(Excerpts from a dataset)
━━━━━━━━━━━━━━━━━━━━━━━━━━━━━━

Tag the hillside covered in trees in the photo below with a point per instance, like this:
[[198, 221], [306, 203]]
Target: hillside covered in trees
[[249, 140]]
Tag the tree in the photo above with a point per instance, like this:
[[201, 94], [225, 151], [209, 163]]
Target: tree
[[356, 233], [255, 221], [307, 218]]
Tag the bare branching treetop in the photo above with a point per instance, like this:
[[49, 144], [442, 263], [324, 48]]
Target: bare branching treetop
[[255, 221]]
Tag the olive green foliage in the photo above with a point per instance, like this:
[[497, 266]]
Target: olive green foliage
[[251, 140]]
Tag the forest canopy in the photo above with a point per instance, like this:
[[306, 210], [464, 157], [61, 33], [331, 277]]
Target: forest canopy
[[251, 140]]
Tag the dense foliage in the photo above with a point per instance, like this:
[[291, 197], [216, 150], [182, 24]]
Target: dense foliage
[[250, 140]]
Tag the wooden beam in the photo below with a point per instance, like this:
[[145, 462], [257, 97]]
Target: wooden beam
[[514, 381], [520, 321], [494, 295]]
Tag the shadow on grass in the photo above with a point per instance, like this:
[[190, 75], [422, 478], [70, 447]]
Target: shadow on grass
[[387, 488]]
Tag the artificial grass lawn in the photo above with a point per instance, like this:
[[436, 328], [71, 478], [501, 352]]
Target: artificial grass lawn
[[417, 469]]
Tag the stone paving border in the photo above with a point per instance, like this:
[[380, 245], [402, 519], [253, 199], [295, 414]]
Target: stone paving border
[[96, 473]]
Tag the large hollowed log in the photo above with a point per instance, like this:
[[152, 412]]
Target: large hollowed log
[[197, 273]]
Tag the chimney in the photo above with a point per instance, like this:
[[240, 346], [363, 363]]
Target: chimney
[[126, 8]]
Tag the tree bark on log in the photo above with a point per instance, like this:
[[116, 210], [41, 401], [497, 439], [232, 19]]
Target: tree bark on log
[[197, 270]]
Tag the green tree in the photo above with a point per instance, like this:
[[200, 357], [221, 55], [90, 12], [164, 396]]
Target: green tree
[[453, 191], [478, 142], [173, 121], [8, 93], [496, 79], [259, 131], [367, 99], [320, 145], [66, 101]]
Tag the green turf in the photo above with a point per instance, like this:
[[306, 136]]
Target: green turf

━━━━━━━━━━━━━━━━━━━━━━━━━━━━━━

WORK INSTRUCTION >>
Nothing but the lines from the one holding "[[497, 266]]" to the end of the entries should be output, each exactly as it appears.

REPLY >>
[[497, 266]]
Target: olive green foliage
[[251, 140]]
Tag the forest canopy in the photo above with a point per instance, like this:
[[306, 210], [464, 157], [61, 33], [331, 277]]
Target: forest canopy
[[251, 140]]
Tag the dense foliage in the photo above with a point per instance, like this:
[[291, 197], [216, 150], [182, 24]]
Target: dense foliage
[[250, 140]]
Tag the wooden beam in the photo below with a point per instance, like this:
[[145, 462], [257, 97]]
Target: wooden beam
[[514, 381], [520, 321], [494, 295]]
Tag the shadow on grass in the photo above with a point per instance, like this:
[[190, 75], [422, 478], [70, 447]]
Target: shadow on grass
[[387, 488]]
Tag the artificial grass lawn in the photo above with a point per instance, like this:
[[436, 328], [71, 478], [501, 352]]
Target: artificial grass lawn
[[417, 469]]
Tag the stone paving border in the photo above with a point per instance, like this:
[[380, 245], [402, 519], [253, 199], [295, 414]]
Target: stone paving border
[[96, 473]]
Tag the large hollowed log in the photo above with a point per instance, like this:
[[152, 412]]
Target: large hollowed log
[[197, 273]]
Tag the chimney in the photo above with a point per instance, like this:
[[240, 346], [363, 363]]
Target: chimney
[[126, 8]]
Tag the tree bark on log in the photo above with a point per instance, like this:
[[116, 210], [41, 401], [497, 439], [232, 19]]
Target: tree bark on log
[[197, 270]]
Tag the green tree in the photo above with a point per instance, like this:
[[200, 357], [221, 55], [90, 12], [164, 396]]
Target: green tree
[[453, 191], [478, 142], [173, 121], [8, 93], [496, 79], [259, 131], [367, 99], [320, 145], [66, 101]]
Tag the green turf in the photo above with a point per instance, like this:
[[306, 136]]
Target: green turf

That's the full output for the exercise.